Comey—who has visited the Law School several times in recent years, delivering the 2019 Ulysses and Marguerite Schwartz Memorial Lecture, discussing race and policing during an October 2015 appearance, and offering remarks at the 2015 Diploma and Hooding Ceremony at Rockefeller Chapel—also returned to themes from those talks on Monday, often emphasizing the importance of transparency and trust.
During his visit to the Law School in 2019, Comey told students that Trump was “stress testing” the country, and, on Monday, he said he believed that America had passed that test with its norms not only intact but strengthened.
Comey also referenced the October 2015 talk in which he’d told a packed auditorium that he imagined law enforcement and the public, especially communities of color, as two lines that were arcing away from each other. “Each incident that involves real or perceived police misconduct drives one line this way. Each time an officer is attacked in the line of duty, it drives the other line this way,” he said in 2015. “I actually feel the lines continuing to arc away from each other, incident by incident, video by video, more and more quickly. And that’s a terrible place to be.”
On Monday, he said that one his “great regrets is that we have not found a way to arc the lines closer together.”
“I’m both more optimistic and sadder about the state of America and the relationship between the Black community and uniformed law enforcement,” he said, noting that he’s heartened that “we’re still talking about hard things” but worried that the conversations will lose steam or fail to fully address the underlying issues affecting American communities.
“There’s a lot that needs to be fixed in American law enforcement, but our problems go well beyond law enforcement,” he said. “This is also about healthcare and housing and employment and substance abuse and community institutions, and about things that are so hard that most of America chooses to either ignore [the conversation] entirely or to talk only about policing … which is not the root cause of our challenges in most of America's hard-hit neighborhoods.”
Comey said there are a number of issues related to police reform that need a “hard look,” including the doctrine of qualified immunity, which protects police officers from civil litigation in certain circumstances, as well as “the power of police unions to stifle accountability” and whether municipalities are investing enough in attracting and keeping well-qualified officers.

* EXERCISES:
1/ In the passage about Comey's remarks, what did Comey tell students in 2019 that Trump was doing to the country?
2/ In the passage about Comey's remarks, what are all the areas besides law enforcement that Comey names as part of America's problems?
3/ Turn the paragraph starting "Comey said there are a number of issues" in the passage about Comey's remarks into a short list of the police reform issues he says need a hard look.
The material that comes next is from a different source than this passage.

* RECORD SET:
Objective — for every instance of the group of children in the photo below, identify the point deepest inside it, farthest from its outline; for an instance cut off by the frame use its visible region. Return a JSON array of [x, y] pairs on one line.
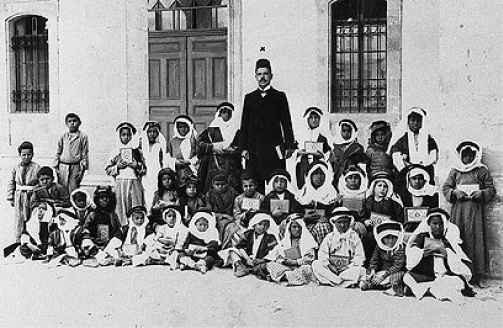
[[338, 215]]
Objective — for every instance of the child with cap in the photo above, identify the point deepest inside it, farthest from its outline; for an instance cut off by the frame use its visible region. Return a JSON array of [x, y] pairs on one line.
[[126, 165], [22, 182], [182, 147], [340, 257], [200, 251], [469, 186], [387, 265]]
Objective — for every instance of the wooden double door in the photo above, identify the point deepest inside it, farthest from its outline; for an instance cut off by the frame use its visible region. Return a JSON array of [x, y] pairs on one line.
[[187, 75]]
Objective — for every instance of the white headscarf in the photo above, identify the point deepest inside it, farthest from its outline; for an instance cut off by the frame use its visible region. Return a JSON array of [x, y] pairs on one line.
[[185, 144], [33, 224], [344, 191], [227, 129], [306, 242], [325, 194], [305, 133], [338, 140], [211, 234], [389, 228], [421, 154], [88, 199], [389, 195], [259, 217], [141, 230], [477, 161], [427, 190]]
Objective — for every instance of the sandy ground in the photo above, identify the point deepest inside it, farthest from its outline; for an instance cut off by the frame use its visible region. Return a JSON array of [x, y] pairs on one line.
[[34, 295]]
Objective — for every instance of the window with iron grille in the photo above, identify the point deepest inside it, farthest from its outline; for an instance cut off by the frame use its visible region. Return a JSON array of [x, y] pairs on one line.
[[358, 68], [30, 65], [177, 15]]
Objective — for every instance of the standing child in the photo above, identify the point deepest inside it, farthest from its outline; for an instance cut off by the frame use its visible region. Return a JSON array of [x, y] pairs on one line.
[[387, 265], [202, 245], [379, 159], [127, 167], [249, 253], [169, 238], [220, 201], [468, 187], [346, 148], [318, 197], [20, 187], [278, 189], [191, 201], [153, 147], [49, 191], [182, 147], [315, 133], [72, 154], [217, 148], [341, 256]]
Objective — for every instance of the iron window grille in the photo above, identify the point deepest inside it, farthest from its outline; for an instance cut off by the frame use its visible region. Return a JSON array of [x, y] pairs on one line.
[[358, 56], [176, 15], [30, 51]]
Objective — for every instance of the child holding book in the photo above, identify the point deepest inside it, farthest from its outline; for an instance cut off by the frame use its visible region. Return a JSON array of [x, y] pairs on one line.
[[469, 187], [22, 182], [126, 166], [72, 154]]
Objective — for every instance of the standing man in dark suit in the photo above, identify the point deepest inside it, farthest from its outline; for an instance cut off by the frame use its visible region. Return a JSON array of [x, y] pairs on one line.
[[266, 137]]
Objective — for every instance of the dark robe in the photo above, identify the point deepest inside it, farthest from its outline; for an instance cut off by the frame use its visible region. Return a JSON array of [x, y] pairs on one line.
[[265, 125]]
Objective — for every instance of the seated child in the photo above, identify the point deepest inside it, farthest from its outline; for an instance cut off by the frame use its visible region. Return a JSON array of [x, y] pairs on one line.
[[60, 247], [316, 131], [169, 238], [387, 265], [242, 211], [418, 192], [182, 147], [278, 189], [468, 208], [435, 262], [318, 197], [126, 165], [49, 191], [346, 150], [381, 202], [291, 259], [379, 159], [34, 237], [81, 203], [191, 201], [249, 253], [103, 224], [200, 251], [166, 193], [352, 187], [340, 257], [220, 201]]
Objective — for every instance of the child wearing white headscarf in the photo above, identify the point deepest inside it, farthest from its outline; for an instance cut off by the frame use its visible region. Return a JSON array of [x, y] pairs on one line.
[[153, 147], [200, 251], [182, 146], [387, 265], [467, 211], [217, 148], [291, 259], [318, 193], [435, 261], [127, 172], [341, 256]]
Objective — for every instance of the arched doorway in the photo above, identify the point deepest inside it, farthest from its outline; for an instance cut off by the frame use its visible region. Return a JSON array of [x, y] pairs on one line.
[[187, 60]]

* EXPECTED RESPONSES:
1/ He said Trump was "stress testing" the country.

2/ Healthcare, housing, employment, substance abuse, and community institutions.

3/
- The doctrine of qualified immunity, which protects police officers from civil litigation in certain circumstances
- The power of police unions to stifle accountability
- Whether municipalities are investing enough in attracting and keeping well-qualified officers